**What the exercise asks**
Extract the full listing below without altering a single character.

[[ Data shown open ]]

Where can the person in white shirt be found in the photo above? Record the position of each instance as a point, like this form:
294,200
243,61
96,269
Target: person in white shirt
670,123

[[ Data shown closed ]]

**Result for this exercise**
Where can the person in white shirt be found in the photo above? Record the position of each instance as a point, like this form:
294,200
243,61
96,269
Target: person in white shirt
670,123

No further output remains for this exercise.